A—Recess with miniature Buddha, on the S.E. side.
B—Conventional lions in relief, two on each of the four sides.

In this extremely beautiful valley the river is known as the Li Ch'u. It is an unnavigable stream containing a considerable body of water sometimes nearly 100 yards broad, but occasionally narrowed to 30. An easy walk through the most charming sylvan scenery brought us, a few miles beyond Wu, to a wooded glade, where—as the moon had already risen and there was no sign of a village—I decided to camp out. There is here an obo covered with the usual inscribed slates; and close by stands a square stone building with a wooden roof. This building serves as a kind of canopy for a ch'o-ten[225] (ch'orten), or small lamaist pyramid, which occupies the whole space inside. My sketch of this ch'orten, which is of a type very common in Tibetan lands, will convey an idea of its appearance.

The stone canopy—a plain, unpretentious building[226]—faces the south-east. It has four doorways, one on each side. The ch'orten itself is of stone, covered with plaster, and whitewashed, and stands about 20 feet high.
##########
OBJECTIVE 1
Repeat the part of the travel account that opens with the words containing "The stone canopy—a" and closes with "20 feet high.", changing "doorways" to "entrances".
##########
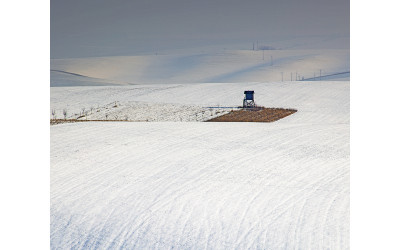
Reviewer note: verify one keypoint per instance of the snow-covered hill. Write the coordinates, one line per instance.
(193, 185)
(205, 67)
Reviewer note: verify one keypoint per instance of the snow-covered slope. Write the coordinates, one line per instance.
(222, 66)
(193, 185)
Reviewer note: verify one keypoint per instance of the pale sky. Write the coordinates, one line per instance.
(81, 28)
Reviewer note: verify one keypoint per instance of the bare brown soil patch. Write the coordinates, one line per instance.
(259, 114)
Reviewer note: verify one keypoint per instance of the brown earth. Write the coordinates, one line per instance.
(259, 114)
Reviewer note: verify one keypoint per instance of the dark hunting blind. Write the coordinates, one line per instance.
(248, 101)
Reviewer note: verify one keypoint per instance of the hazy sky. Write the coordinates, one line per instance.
(82, 28)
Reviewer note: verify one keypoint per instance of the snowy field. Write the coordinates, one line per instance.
##########
OBJECTIVE 2
Please recast all lines of the entries that follow the travel account as a Markdown table with the columns n, holding the row number, and Line, holding the line itself. Leave out blank lines and the pictures.

FINISHED ANSWER 1
The stone canopy—a plain, unpretentious building[226]—faces the south-east. It has four entrances, one on each side. The ch'orten itself is of stone, covered with plaster, and whitewashed, and stands about 20 feet high.

FINISHED ANSWER 2
| n | Line |
|---|---|
| 1 | Reviewer note: verify one keypoint per instance of the snow-covered hill. Write the coordinates, one line per instance. |
| 2 | (193, 185) |
| 3 | (205, 67) |
| 4 | Reviewer note: verify one keypoint per instance of the snow-covered slope. Write the coordinates, one line per instance. |
| 5 | (222, 66) |
| 6 | (193, 185) |
| 7 | Reviewer note: verify one keypoint per instance of the pale sky. Write the coordinates, one line per instance. |
| 8 | (81, 28) |
| 9 | Reviewer note: verify one keypoint per instance of the bare brown soil patch. Write the coordinates, one line per instance. |
| 10 | (259, 114) |
| 11 | Reviewer note: verify one keypoint per instance of the brown earth. Write the coordinates, one line per instance. |
| 12 | (259, 114) |
| 13 | Reviewer note: verify one keypoint per instance of the dark hunting blind. Write the coordinates, one line per instance. |
| 14 | (248, 101) |
| 15 | Reviewer note: verify one keypoint per instance of the hazy sky. Write the coordinates, one line per instance. |
| 16 | (82, 28) |
| 17 | Reviewer note: verify one keypoint per instance of the snowy field. Write the coordinates, one line per instance. |